Multimodal Training to Unimodal Deployment: Leveraging Unstructured Data During Training to Optimize Structured Data Only Deployment

arXiv cs.LG / 3/25/2026

📰 NewsSignals & Early TrendsIdeas & Deep AnalysisModels & Research

Key Points

  • The paper introduces a multimodal training approach that uses unstructured EHR elements (e.g., clinical notes) during training while outputting a model that can be deployed using only structured EHR fields.
  • It trains a “teacher” model that leverages note embeddings (via BioClinicalBERT) alongside structured embeddings (demographics and medical codes), and distills knowledge into a structured-only “student” model using contrastive learning and contrastive knowledge distillation.
  • Experiments on 3,466 pediatric cases for late-talking evaluation show AUROC of 0.705 for the structured-only deployed model, improving over a structured-only baseline AUROC of 0.656.
  • The results suggest that unstructured clinical context can help the model learn which aspects of structured data are task-relevant, without requiring unstructured inputs at inference time.
  • The work is positioned as enabling more practical deployment of phenotype/classification models where note access is limited or difficult in production.

### RECORD SET
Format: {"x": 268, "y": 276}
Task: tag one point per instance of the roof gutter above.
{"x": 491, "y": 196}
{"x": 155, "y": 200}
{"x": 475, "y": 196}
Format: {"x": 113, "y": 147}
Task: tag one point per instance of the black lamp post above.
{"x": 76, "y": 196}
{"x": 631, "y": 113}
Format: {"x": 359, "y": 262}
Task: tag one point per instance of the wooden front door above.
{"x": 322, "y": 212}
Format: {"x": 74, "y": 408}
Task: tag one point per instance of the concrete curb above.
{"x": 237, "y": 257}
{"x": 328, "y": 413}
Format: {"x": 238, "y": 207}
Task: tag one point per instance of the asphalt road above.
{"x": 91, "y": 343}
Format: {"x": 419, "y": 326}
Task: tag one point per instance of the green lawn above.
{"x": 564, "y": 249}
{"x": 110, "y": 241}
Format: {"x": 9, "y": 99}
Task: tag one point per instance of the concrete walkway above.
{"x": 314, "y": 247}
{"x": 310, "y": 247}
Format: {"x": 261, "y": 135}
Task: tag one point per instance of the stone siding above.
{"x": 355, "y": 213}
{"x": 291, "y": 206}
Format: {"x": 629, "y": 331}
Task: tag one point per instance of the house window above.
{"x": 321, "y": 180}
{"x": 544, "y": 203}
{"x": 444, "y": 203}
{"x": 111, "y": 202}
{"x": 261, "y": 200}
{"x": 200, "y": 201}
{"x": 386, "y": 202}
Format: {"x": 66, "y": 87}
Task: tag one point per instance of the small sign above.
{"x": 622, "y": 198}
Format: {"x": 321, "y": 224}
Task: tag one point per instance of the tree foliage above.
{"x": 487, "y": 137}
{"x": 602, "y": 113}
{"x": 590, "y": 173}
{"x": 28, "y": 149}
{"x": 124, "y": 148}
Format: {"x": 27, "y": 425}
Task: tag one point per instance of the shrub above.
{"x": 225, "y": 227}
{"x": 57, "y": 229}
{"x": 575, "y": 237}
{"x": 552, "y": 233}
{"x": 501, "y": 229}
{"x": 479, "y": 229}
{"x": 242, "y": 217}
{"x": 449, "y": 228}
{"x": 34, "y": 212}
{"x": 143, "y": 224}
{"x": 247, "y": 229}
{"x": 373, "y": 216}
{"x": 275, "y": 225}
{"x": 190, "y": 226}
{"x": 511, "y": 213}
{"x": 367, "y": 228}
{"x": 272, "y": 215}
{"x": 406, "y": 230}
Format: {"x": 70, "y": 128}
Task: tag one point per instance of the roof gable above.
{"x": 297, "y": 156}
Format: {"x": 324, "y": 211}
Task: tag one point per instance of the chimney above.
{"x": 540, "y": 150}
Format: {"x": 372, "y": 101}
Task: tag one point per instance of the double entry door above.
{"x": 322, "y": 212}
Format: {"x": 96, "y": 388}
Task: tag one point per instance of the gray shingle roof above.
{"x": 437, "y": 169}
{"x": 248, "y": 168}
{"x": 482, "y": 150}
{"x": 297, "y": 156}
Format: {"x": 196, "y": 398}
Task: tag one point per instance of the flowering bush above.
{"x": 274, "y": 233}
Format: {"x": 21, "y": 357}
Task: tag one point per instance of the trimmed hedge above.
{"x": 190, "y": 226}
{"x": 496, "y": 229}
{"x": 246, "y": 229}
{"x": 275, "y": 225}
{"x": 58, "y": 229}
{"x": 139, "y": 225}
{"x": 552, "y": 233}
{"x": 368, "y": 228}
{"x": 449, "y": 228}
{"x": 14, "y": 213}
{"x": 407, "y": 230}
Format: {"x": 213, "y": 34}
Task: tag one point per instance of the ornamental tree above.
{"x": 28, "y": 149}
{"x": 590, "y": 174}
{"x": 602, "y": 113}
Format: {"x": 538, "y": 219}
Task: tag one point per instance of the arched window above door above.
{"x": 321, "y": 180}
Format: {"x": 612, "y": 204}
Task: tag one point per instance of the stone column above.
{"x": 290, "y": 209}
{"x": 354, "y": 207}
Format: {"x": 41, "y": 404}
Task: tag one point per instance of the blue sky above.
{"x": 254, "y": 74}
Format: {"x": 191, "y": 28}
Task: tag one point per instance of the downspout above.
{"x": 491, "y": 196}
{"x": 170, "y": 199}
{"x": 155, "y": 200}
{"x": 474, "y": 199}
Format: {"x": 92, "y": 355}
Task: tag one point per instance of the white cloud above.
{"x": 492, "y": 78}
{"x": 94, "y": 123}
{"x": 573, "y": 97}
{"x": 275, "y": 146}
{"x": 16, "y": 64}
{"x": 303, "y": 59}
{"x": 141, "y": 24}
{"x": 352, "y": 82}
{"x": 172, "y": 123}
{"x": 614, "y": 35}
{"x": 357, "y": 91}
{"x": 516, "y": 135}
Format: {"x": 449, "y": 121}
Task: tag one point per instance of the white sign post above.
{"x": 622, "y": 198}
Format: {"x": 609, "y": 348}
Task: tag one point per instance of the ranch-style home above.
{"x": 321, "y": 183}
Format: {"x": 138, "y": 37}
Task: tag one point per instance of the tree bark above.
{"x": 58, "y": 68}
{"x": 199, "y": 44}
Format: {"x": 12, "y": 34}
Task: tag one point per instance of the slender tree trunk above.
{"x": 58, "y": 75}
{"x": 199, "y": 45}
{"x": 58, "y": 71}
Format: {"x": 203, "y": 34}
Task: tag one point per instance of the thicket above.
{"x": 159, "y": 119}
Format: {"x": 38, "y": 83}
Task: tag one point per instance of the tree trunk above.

### WHAT YOU WILL DO
Continue the summary of the paper on multimodal training for structured-only deployment, starting after its last bullet point.

### EXERCISE RESULT
Abstract

Unstructured Electronic Health Record (EHR) data, such as clinical notes, contain clinical contextual observations that are not directly reflected in structured data fields. This additional information can substantially improve model learning. However, due to their unstructured nature, these data are often unavailable or impractical to use when deploying a model. We introduce a multimodal learning framework that leverages unstructured EHR data during training while producing a model that can be deployed using only structured EHR data. Using a cohort of 3,466 children evaluated for late talking, we generated note embeddings with BioClinicalBERT and encoded structured embeddings from demographics and medical codes. A note-based teacher model and a structured-only student model were jointly trained using contrastive learning and contrastive knowledge distillation loss, producing a strong classifier (AUROC = 0.985). Our proposed model reached an AUROC of 0.705, outperforming the structured-only baseline of 0.656. These results demonstrate that incorporating unstructured data during training enhances the model's capacity to identify task-relevant information within structured EHR data, enabling a deployable structured-only phenotype model.